_WORK INSTRUCTION:_
Among the entries below, extract exactly the lines that run from the one with "Place a marker on every instance of the white multi-story" through the one with "Place a marker on every instance of the concrete tetrapod", both ends included.

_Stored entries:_

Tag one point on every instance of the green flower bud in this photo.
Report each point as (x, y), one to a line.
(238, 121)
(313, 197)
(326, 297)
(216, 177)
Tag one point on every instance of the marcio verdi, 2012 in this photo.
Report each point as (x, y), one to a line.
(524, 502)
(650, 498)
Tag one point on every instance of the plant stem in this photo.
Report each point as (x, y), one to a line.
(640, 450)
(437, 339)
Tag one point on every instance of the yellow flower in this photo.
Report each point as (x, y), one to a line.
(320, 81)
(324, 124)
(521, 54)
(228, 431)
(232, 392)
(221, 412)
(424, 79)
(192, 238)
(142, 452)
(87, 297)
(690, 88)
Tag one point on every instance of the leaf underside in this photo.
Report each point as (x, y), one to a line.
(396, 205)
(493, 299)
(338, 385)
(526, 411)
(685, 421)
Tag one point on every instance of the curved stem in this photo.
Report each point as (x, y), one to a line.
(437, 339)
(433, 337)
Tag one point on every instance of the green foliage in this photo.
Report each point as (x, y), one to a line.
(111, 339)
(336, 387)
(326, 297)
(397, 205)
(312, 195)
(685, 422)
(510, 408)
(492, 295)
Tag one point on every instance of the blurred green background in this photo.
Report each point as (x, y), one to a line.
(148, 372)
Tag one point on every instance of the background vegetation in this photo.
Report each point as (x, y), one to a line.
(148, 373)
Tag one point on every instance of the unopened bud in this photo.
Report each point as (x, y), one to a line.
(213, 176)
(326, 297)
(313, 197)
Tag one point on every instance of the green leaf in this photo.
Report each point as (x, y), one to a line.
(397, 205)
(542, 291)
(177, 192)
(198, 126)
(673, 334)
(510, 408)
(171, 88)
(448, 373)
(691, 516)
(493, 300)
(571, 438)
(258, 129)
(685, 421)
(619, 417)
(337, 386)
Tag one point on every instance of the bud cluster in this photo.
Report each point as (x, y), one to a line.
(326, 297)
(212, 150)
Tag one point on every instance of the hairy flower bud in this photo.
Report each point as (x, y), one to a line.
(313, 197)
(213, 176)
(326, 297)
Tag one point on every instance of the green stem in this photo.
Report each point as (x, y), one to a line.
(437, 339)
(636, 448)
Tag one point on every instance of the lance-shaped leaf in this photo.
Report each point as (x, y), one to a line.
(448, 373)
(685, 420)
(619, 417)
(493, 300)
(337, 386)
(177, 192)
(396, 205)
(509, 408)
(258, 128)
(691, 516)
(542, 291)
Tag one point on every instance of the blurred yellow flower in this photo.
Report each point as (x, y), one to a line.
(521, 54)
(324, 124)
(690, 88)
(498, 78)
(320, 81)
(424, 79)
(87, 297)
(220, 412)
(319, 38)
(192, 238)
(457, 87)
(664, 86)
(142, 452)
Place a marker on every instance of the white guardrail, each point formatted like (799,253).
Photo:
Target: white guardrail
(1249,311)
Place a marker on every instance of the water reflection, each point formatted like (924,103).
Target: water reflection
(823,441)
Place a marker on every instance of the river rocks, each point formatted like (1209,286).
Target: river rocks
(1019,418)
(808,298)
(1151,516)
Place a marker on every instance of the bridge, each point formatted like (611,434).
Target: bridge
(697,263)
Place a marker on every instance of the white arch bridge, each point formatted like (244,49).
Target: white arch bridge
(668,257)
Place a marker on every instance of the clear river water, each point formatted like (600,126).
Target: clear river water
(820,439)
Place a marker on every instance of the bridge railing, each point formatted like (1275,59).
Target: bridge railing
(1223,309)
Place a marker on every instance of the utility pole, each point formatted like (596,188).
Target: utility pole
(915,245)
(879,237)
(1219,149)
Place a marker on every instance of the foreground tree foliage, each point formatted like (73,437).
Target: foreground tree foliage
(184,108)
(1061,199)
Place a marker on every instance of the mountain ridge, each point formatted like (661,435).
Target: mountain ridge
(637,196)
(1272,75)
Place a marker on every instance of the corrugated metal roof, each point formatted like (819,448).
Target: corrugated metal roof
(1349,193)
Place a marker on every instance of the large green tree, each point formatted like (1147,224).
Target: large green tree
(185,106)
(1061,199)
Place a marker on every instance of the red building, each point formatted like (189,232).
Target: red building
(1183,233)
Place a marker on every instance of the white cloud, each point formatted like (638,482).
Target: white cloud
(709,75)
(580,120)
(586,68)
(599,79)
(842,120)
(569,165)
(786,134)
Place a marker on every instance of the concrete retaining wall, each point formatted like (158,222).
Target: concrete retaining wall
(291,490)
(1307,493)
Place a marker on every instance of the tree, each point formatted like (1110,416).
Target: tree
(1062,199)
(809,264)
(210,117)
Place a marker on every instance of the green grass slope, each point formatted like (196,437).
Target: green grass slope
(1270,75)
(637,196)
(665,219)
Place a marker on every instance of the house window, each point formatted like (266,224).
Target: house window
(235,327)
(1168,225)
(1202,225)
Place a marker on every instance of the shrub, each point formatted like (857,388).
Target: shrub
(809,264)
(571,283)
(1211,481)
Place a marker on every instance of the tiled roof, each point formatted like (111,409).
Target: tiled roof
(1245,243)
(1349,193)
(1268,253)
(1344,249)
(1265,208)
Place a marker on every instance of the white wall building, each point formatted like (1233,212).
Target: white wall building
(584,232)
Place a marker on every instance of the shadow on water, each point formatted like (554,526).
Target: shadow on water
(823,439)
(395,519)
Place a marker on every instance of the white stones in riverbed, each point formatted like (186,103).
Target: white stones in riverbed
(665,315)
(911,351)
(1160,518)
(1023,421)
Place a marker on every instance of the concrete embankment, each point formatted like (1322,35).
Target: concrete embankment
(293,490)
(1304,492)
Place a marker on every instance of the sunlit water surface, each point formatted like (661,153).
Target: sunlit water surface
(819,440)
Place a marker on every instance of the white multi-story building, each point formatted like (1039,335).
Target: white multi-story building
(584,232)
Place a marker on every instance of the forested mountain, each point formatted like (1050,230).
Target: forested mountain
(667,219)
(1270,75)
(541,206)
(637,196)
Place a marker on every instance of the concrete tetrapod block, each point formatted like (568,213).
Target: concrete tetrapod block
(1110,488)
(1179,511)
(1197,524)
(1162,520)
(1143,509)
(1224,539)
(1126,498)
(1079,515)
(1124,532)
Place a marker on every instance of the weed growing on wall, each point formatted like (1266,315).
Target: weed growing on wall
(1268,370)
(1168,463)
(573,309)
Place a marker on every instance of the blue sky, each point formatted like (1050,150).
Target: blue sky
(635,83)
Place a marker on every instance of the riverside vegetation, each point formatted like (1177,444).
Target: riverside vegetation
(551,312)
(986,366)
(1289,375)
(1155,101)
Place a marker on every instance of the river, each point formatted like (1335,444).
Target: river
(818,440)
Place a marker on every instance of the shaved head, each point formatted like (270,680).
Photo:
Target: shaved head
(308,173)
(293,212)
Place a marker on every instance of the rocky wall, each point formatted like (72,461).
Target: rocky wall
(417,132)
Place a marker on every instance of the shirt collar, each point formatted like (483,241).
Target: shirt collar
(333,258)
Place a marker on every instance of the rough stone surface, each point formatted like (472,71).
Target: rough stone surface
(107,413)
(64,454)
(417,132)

_TASK ANSWER:_
Place a marker on every instance of the white multi-story building, each point formatted like (1039,335).
Target: white multi-story building
(584,232)
Place a marker on every instance of the forested mountain, each point formatted like (1050,230).
Target: forested mountain
(667,219)
(1270,75)
(541,206)
(637,196)
Place a marker on every instance of the concrete tetrapod block, each point formatted like (568,213).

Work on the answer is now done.